Extrahierter Text
++++++++++

Ein Staatsstreich? Unsinn!

von Uri Avnery, 14. Juni 2014



DIE EXISTENZ der Armee in einem wirklich demokratischen Staat ist ein Paradox.

Die Armee sollte der gewählten Regierung gehorchen. Dieser Gehorsam ist bedingungslos.

Aber die Armee (bestehend aus Land-, See- und Luftstreitkräften) ist die einzige bewaffnete Kraft im Land. Sie kann in jedem Augenblick einen Staatsstreich ausführen und nach der Macht greifen.

Allein in den letzten Monaten haben Armeekommandeure Staatsstreiche in Ägypten, Thailand und vielleicht auch an andern Orten durchgeführt.

Was hindert Armeekommandeure daran, überall Staatsstreiche durchzuführen? Nur die demokratischen Werte, mit denen sie erzogen wurden.



IN ISRAEL ist ein Staatsstreich undenkbar.

Hier bietet sich die Gelegenheit, einen alten israelischen Witz zu wiederholen: der Stabschef versammelt seine ranghohen Kommandeure und wendet sich an sie: Kameraden, morgen früh um 6 Uhr werden wir die Regierung übernehmen.

Einen Augenblick lang herrscht Schweigen. Dann bricht die ganze Hörerschaft in hysterisches Gelächter aus.


EIN ZYNIKER könnte hier einwerfen: "Warum sollte die Armee mit einem Staatsstreich Unruhe stiften? Sie regiert Israel doch sowieso schon!"

In Staatsbürgerkunde lernen wir, dass Israel eine Demokratie ist. Offiziell: "ein jüdischer und demokratischer Staat." Die Regierung entscheidet, die Armee befolgt die Befehle.

++++++++++

(Zeilen, einer Sammlung entnommen)
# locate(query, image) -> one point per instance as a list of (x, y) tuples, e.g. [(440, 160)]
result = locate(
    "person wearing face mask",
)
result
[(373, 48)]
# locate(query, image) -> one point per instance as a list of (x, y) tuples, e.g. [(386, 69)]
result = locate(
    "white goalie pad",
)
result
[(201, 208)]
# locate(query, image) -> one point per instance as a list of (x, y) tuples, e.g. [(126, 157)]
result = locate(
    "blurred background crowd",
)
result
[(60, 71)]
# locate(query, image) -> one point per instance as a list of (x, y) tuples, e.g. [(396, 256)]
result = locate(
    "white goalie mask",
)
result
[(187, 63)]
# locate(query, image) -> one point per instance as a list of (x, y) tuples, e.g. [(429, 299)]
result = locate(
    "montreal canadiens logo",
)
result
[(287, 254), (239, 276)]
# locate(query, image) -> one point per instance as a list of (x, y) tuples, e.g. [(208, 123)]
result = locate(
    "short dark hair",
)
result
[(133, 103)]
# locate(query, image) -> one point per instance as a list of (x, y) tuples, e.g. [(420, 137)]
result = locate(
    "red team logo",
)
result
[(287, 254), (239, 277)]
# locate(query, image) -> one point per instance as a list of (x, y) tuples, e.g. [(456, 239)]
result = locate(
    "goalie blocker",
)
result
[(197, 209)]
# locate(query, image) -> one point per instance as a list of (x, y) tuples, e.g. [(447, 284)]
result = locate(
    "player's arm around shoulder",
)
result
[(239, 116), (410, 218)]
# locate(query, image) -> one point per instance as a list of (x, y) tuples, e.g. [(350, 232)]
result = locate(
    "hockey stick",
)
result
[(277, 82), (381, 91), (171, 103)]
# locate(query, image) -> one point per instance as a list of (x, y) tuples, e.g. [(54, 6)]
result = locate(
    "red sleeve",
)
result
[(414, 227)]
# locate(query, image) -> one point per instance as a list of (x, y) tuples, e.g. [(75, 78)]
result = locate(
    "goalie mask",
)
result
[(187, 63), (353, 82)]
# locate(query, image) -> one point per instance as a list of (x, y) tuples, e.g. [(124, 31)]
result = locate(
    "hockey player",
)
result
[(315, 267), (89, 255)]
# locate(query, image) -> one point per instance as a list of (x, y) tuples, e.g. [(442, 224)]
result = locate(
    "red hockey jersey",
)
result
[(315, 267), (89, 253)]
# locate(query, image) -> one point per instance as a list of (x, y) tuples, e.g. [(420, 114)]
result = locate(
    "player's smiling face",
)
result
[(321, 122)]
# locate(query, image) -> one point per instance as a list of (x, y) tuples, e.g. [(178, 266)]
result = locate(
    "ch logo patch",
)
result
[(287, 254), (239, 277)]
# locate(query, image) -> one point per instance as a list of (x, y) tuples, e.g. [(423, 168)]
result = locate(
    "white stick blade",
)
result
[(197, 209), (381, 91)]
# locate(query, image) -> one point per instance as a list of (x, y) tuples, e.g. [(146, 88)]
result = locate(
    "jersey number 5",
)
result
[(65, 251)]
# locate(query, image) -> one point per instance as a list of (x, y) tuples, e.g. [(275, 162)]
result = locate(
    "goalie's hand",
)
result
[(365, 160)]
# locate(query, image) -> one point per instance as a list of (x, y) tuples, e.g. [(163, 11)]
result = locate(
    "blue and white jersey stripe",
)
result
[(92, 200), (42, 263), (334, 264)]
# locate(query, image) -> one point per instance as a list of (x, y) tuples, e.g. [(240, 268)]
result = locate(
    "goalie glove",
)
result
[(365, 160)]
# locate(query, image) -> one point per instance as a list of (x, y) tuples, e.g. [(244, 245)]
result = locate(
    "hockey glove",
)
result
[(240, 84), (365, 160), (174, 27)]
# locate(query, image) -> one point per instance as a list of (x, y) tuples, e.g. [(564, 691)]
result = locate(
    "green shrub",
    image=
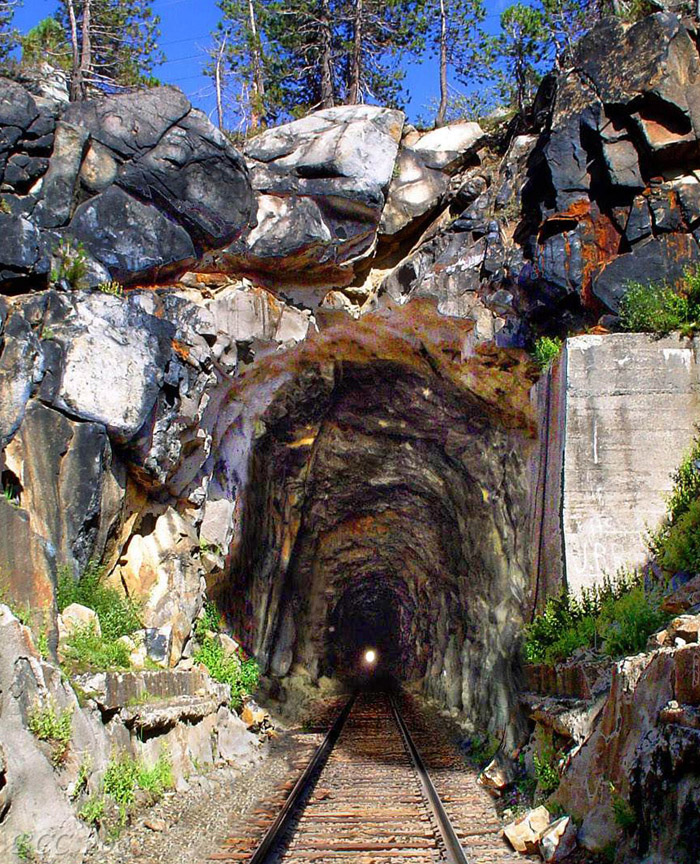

++++++++++

Aufgaben
1. Zu welcher Uhrzeit will der Stabschef im Witz aus dem Text über den Staatsstreich die Regierung übernehmen?
2. Nenne alle Teilstreitkräfte, aus denen die Armee laut dem Text über den Staatsstreich besteht.
3. Schreibe den Text über einen Staatsstreich in Israel im Anschluss an seinen letzten Satz weiter.

Antworten
1. Morgen früh um 6 Uhr.

2. Landstreitkräfte, Seestreitkräfte, Luftstreitkräfte

3.
Aber wie der Mann sagte: "Es muss nicht so sein."

Stimmt, es hat in Israel nie einen Fall von hochgradig militärischem Ungehorsam gegeben. Das Äußerste, das wir je erlebten, war der Fall, als am Vorabend des Krieges von 1967 Ministerpräsident Levy Eshkol zögerte, den Befehl zum Angriff zu geben und einige ungeduldige Generäle drohten, zurückzutreten. Auch ein Oberst trat aus Protest gegen den Plan, Beirut im Libanonkrieg 1982 anzugreifen, zurück.

Doch sogar 2005 beim Rückzug aus dem Gazastreifen, einem Zeitpunkt äußerster emotionaler Krise, als die Öffentlichkeit tief gespalten war, gab es keinen Rücktritt. Die Armee führte die Befehle der Regierung aus.

Die Rolle der Armee in unserer Nationalpolitik ist jedoch sehr viel komplexer.


GERADE JETZT ist die Armee in das jährliche Ritual des Kampfes um den Staatshaushalt verwickelt.

Die Armee sagt, dass sie viel mehr benötige, als das Finanzministerium zu geben bereit sei. Es sei eine Frage der nationalen Sicherheit, nein, des nationalen Überlebens. Schreckliche Gefahren werden erwähnt. Nach einem heftigen Streitgespräch wird ein Kompromiss erreicht. Ein paar Monate später kommt die Armee noch einmal und verlangt einige Milliarden mehr. Eine neue Gefahr lauert am Horizont. Bitte mehr Geld.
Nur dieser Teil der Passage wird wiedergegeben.